### Written request 1
In the Hunger Games article, what is the title of the trilogy's final installment?
### Written request 2
Copy the passage of the Hunger Games article from "Suzanne Collins began" up to and including "books of 2010." without any changes.

### Extracted text
* start *

Hunger Games: No Comic Arena

You probably know the Hunger Games novels. Maybe only by name?

In the ruins of a place once known as North America lies the nation of Panem, a shining Capitol surrounded by twelve outlying districts. The Capitol is harsh and cruel and keeps the districts in line by forcing them all to send one boy and one girl between the ages of twelve and eighteen to participate in the annual Hunger Games, a fight to the death on live TV.

Suzanne Collins began her series two years ago with epic-level action and suspense. As I wrote then, "Games is full of promise for sequels that will equal--perhaps even surpass--it in conflict, development and satisfaction." The YA trilogy's final installment hit shelves last month, and even before its release, Mockingjay was one of the most talked about books of 2010.

It's tempting to embrace a story, any story, that pours so much water on the Twilight fire, but don't leap before you look. Remember that Collins is writing for adolescents, pliable minds, who, more than any other target audience, are actively building the beliefs that will shape their future lives.

"Because it presents the child with a portrait of a world he is, in real life, only just coming to know, every book teaches a new way of thinking about that world. The question is not whether a book teaches but what and how and whether its intent is to humanize a child or merely to socialize him." John Goldthwaite, The Natural History of Make-Believe.

* end *

### Provided information

* start *

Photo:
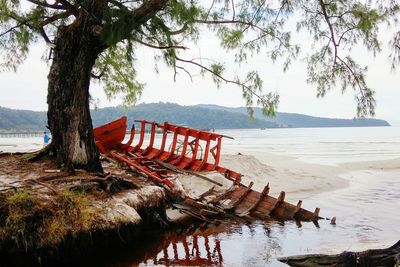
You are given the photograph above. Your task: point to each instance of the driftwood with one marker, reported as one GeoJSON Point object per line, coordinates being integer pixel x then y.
{"type": "Point", "coordinates": [373, 257]}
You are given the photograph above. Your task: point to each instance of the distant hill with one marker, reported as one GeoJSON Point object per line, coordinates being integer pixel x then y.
{"type": "Point", "coordinates": [200, 116]}
{"type": "Point", "coordinates": [303, 121]}
{"type": "Point", "coordinates": [197, 117]}
{"type": "Point", "coordinates": [193, 116]}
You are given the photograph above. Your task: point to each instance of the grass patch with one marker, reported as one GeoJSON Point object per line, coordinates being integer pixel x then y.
{"type": "Point", "coordinates": [30, 220]}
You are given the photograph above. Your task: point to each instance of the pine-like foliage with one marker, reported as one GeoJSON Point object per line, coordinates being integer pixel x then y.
{"type": "Point", "coordinates": [247, 28]}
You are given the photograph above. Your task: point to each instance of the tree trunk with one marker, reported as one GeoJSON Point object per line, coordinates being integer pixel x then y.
{"type": "Point", "coordinates": [77, 47]}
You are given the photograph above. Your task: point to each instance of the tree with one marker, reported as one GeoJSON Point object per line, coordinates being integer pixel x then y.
{"type": "Point", "coordinates": [96, 39]}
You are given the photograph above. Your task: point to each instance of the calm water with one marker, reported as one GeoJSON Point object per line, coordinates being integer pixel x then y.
{"type": "Point", "coordinates": [367, 211]}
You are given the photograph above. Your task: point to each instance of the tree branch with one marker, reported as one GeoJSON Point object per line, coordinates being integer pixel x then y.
{"type": "Point", "coordinates": [160, 47]}
{"type": "Point", "coordinates": [45, 4]}
{"type": "Point", "coordinates": [220, 76]}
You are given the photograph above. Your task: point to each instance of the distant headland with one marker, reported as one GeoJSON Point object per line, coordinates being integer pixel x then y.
{"type": "Point", "coordinates": [198, 116]}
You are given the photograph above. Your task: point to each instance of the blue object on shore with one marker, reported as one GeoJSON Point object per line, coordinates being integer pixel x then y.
{"type": "Point", "coordinates": [46, 138]}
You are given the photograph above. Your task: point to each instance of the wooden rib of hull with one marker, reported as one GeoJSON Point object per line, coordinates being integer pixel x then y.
{"type": "Point", "coordinates": [153, 162]}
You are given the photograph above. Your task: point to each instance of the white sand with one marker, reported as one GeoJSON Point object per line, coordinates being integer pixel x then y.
{"type": "Point", "coordinates": [298, 179]}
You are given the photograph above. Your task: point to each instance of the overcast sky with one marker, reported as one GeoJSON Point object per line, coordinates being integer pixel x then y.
{"type": "Point", "coordinates": [27, 88]}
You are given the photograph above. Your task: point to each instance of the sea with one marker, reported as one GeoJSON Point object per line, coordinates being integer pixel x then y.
{"type": "Point", "coordinates": [367, 211]}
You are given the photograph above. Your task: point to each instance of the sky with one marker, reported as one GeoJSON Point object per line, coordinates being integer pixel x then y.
{"type": "Point", "coordinates": [27, 88]}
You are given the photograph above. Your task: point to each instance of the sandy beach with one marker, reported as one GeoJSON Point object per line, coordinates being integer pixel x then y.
{"type": "Point", "coordinates": [300, 180]}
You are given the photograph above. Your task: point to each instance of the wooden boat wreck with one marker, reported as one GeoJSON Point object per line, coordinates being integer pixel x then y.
{"type": "Point", "coordinates": [195, 153]}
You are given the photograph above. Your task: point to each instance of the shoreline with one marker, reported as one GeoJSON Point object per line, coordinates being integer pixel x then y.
{"type": "Point", "coordinates": [299, 179]}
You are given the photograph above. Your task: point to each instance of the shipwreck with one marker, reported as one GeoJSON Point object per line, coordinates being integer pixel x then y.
{"type": "Point", "coordinates": [183, 151]}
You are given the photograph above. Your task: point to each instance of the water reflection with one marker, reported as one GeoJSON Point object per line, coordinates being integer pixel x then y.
{"type": "Point", "coordinates": [193, 251]}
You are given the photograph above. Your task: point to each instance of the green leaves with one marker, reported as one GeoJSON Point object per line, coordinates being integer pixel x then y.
{"type": "Point", "coordinates": [116, 72]}
{"type": "Point", "coordinates": [245, 28]}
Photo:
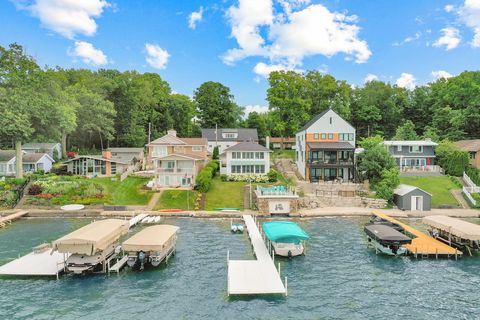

* end *

### Correct result 1
Mockingjay

### Correct result 2
Suzanne Collins began her series two years ago with epic-level action and suspense. As I wrote then, "Games is full of promise for sequels that will equal--perhaps even surpass--it in conflict, development and satisfaction." The YA trilogy's final installment hit shelves last month, and even before its release, Mockingjay was one of the most talked about books of 2010.